#### [Problem statement]
State how many of the rows below contain the word "pole". Reply with only that number.

#### [Exercise data]
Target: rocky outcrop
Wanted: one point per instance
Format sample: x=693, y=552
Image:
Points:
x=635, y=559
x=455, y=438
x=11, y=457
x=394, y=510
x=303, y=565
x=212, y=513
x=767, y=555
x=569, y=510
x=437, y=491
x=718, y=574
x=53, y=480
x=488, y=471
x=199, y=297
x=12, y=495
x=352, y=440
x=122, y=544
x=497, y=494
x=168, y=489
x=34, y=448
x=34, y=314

--

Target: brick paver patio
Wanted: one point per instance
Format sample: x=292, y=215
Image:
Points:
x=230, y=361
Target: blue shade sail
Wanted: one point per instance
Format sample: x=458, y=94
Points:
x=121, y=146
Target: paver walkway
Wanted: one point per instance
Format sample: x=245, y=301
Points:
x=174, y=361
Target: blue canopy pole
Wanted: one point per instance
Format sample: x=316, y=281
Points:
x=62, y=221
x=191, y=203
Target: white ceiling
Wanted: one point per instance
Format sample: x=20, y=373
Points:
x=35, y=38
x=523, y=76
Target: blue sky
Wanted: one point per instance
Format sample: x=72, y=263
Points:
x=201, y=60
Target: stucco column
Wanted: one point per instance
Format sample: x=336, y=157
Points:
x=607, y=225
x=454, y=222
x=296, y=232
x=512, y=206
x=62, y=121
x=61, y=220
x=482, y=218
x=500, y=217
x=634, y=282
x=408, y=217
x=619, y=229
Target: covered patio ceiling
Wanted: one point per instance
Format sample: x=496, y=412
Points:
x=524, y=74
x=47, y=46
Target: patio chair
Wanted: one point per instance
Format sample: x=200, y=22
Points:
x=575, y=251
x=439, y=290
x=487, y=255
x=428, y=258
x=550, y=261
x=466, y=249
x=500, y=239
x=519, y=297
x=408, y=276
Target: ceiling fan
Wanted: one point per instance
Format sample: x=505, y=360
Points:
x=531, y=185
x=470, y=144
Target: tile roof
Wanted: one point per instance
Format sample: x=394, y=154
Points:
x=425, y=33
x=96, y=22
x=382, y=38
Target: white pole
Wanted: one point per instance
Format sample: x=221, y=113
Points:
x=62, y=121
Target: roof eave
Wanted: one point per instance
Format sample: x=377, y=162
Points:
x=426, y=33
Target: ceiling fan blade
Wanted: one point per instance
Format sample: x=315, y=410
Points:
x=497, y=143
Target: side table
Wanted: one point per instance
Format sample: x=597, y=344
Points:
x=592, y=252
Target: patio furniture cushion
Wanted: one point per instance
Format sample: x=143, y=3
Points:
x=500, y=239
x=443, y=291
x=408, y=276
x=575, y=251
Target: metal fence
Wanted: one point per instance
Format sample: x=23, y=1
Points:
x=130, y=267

#### [Exercise solution]
2